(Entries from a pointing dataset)
— START —

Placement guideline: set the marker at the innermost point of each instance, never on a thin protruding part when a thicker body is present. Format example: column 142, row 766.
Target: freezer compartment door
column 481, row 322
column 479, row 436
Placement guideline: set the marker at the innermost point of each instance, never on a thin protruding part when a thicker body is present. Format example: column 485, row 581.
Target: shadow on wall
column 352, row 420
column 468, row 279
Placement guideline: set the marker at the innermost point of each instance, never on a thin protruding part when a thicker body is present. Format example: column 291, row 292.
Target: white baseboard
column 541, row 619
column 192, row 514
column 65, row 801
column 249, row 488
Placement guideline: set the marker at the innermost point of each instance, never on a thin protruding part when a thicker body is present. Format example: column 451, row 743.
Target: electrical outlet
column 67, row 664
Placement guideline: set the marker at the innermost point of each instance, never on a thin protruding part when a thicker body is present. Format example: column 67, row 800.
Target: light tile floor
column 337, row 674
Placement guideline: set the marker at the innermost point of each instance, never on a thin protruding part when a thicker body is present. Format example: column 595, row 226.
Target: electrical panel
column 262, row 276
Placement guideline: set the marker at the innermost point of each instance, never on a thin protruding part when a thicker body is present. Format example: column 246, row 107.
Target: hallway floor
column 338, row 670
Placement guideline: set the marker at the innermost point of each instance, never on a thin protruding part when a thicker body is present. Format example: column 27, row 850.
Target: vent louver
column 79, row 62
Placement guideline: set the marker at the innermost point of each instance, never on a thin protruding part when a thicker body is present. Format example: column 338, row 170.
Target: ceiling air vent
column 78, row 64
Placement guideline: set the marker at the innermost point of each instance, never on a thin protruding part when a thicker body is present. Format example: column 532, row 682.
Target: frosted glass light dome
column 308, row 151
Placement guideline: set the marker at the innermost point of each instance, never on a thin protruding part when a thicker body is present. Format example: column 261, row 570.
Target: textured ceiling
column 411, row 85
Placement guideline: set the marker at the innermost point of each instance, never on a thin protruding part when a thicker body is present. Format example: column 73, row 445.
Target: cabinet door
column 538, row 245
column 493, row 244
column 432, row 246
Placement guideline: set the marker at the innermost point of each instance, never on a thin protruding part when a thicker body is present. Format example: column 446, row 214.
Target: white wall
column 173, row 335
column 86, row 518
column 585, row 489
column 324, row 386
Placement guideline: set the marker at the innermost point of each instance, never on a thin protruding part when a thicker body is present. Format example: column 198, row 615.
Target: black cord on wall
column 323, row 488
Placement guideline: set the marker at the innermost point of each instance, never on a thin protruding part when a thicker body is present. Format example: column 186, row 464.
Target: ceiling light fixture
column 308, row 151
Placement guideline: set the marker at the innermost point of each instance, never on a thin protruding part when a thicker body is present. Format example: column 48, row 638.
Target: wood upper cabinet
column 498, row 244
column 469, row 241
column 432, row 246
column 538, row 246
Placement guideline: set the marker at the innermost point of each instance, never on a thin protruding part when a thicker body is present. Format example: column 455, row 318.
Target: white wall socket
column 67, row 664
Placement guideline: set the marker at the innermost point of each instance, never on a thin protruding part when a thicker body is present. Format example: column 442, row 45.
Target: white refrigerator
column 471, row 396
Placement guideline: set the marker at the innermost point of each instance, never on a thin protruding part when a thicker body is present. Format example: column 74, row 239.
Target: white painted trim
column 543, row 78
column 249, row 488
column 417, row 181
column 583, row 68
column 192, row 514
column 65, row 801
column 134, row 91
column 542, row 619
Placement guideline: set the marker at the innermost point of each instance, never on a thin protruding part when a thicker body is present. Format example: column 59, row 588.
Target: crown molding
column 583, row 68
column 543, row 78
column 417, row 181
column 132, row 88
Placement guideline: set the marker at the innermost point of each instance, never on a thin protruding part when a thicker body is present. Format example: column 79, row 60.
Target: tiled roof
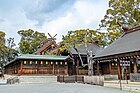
column 82, row 50
column 40, row 57
column 43, row 57
column 130, row 42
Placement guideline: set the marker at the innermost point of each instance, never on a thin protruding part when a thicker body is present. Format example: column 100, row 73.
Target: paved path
column 130, row 86
column 58, row 88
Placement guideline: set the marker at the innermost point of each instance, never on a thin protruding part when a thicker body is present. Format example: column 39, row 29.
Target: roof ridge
column 133, row 29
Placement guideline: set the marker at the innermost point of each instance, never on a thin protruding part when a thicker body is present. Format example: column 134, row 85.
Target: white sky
column 50, row 16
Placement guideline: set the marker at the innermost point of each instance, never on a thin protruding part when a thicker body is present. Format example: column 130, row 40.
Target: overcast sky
column 53, row 16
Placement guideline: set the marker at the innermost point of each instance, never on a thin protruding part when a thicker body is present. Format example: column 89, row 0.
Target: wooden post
column 67, row 69
column 98, row 69
column 119, row 73
column 53, row 69
column 130, row 67
column 21, row 68
column 119, row 69
column 110, row 67
column 77, row 69
column 135, row 65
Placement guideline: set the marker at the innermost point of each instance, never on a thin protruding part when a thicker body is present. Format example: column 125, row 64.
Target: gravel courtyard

— END —

**Instruction**
Retype verbatim the lines of the data above, beginning with the line that contains "455, row 318." and continuing through the line that contains "column 542, row 619", with both of those lines included.

**Finished answer**
Placement guideline: set the marker at the innermost point of each instance, never on a thin protruding part when a thicker body is present. Format example: column 455, row 318.
Target: white wall socket
column 67, row 664
Placement guideline: set the marker at the innermost point of each instance, never on a thin protruding part when a thicker body is present. Format example: column 442, row 45.
Target: white refrigerator
column 471, row 396
Placement guideline: set the marker at the innermost point of each instance, never on a thin protruding part when a thicker body is present. Format example: column 74, row 239.
Target: white painted trim
column 543, row 78
column 249, row 488
column 417, row 181
column 583, row 68
column 192, row 514
column 65, row 801
column 134, row 91
column 542, row 619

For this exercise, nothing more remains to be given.